▶ Requirement
How many lines in the data below contain the string "door"? Reply with the number only.

** begin **

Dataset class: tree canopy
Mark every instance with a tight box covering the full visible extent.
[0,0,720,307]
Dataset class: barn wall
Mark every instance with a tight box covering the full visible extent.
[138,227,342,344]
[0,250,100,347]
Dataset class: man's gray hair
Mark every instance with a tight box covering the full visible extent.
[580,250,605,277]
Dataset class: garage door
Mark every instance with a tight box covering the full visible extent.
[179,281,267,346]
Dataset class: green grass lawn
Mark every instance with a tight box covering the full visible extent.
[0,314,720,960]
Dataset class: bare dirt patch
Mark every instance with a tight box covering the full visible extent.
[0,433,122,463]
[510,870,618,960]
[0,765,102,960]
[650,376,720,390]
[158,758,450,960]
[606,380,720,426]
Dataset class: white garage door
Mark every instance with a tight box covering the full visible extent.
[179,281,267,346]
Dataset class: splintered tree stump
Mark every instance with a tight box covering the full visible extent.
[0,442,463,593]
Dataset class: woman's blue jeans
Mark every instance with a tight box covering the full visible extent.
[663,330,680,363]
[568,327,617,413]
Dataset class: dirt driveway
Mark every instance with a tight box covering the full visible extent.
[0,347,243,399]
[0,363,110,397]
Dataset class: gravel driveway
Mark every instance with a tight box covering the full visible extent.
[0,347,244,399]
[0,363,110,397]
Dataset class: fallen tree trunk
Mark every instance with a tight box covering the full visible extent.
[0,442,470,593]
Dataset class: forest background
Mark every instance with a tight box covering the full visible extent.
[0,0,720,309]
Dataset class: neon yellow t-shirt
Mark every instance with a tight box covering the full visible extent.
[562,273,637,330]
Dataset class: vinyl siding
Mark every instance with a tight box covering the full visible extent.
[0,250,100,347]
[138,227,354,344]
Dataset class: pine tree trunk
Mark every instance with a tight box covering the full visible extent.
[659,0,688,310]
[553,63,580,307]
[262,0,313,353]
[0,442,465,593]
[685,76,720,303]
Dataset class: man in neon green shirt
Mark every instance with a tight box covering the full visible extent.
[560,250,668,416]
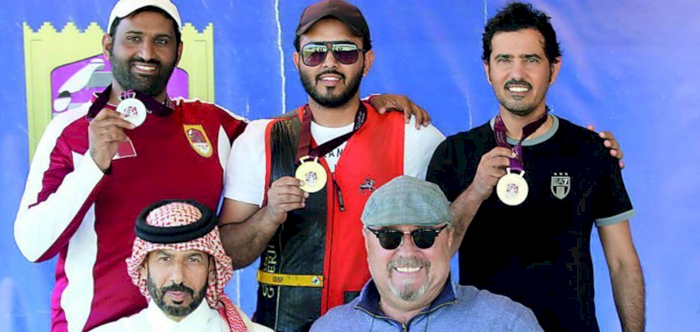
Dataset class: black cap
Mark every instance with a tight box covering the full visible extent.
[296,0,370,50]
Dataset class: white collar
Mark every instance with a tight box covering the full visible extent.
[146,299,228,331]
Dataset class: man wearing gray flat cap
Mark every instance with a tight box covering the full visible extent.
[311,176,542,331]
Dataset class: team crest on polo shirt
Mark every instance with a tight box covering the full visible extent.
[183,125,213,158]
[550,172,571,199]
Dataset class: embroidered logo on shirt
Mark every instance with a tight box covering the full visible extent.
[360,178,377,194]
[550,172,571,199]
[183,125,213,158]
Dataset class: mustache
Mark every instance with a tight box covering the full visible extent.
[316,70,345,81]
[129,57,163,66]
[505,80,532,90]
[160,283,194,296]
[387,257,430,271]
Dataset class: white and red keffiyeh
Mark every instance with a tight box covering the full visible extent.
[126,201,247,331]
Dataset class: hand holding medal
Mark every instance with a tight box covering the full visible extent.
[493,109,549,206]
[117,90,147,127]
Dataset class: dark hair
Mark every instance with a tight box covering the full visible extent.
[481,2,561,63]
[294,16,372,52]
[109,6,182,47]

** end **

▶ Final answer
2